Instruction:
Send each entry back exactly as given, pictures excluded.

Start Available records

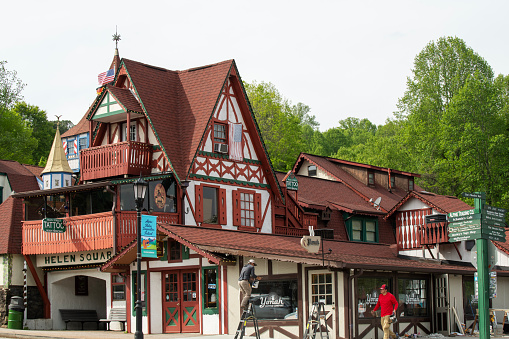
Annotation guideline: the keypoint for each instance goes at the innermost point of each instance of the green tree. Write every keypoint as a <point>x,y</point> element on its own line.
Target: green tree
<point>16,140</point>
<point>440,72</point>
<point>42,129</point>
<point>10,87</point>
<point>284,127</point>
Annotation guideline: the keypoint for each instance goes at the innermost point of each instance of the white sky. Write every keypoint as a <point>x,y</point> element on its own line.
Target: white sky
<point>341,58</point>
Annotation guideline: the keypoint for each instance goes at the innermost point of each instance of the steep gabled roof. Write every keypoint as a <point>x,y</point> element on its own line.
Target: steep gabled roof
<point>21,177</point>
<point>11,214</point>
<point>330,166</point>
<point>178,105</point>
<point>316,193</point>
<point>80,128</point>
<point>441,203</point>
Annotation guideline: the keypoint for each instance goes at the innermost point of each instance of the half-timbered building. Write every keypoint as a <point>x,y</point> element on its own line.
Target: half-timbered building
<point>193,137</point>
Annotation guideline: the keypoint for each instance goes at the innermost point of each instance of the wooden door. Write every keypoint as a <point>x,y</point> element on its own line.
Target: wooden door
<point>180,301</point>
<point>322,288</point>
<point>442,304</point>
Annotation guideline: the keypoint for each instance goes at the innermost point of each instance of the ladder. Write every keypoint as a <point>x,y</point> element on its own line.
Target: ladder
<point>247,315</point>
<point>317,322</point>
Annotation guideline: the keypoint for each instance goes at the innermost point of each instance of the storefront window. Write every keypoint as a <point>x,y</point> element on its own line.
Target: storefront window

End Available records

Result:
Annotation guideline: the keypoint for each instance goes at the innermost point of each instance of the green tree. Write every keypoint as a <point>x,y</point> element on its own line.
Target: green tree
<point>16,140</point>
<point>440,72</point>
<point>42,129</point>
<point>10,87</point>
<point>284,127</point>
Annotation guideline: the keypoint for each instance goes at the innermost point of each instance of the white sky. Write every keypoint as a <point>x,y</point> element on its own line.
Target: white sky
<point>341,58</point>
Annotation guideline: the keypoint for each instance goes at the innermost point of each instance of the steep gabled roof. Write every keypoint as a <point>x,y</point> element on its own line.
Target: steep gabled roof
<point>21,177</point>
<point>11,214</point>
<point>330,166</point>
<point>178,105</point>
<point>316,193</point>
<point>80,128</point>
<point>441,203</point>
Annotation guideline: the keypoint for each instance goes at the innermost point of each instance of the half-timbered building. Write every keypoint as a <point>x,y</point> element on its own line.
Target: half-timbered building
<point>193,137</point>
Annotation guideline: the keypoint for each instance goes at the innermost point of each instance of the wooden door. Write every keypoint as a <point>x,y</point> element on its own line.
Target: wooden door
<point>180,301</point>
<point>322,288</point>
<point>442,304</point>
Annotation guideline: the keypoint for each instance goes at the innermost point of each instance of the ladder. Write every keypoint as a <point>x,y</point> element on its own line.
Target: ladder
<point>247,315</point>
<point>317,322</point>
Annotation guideline: the keypoint for each instance goes at the innermost point of each instance of the storefront window. Write every keypoint as a <point>x,y</point> element on its own line.
Target: storefront window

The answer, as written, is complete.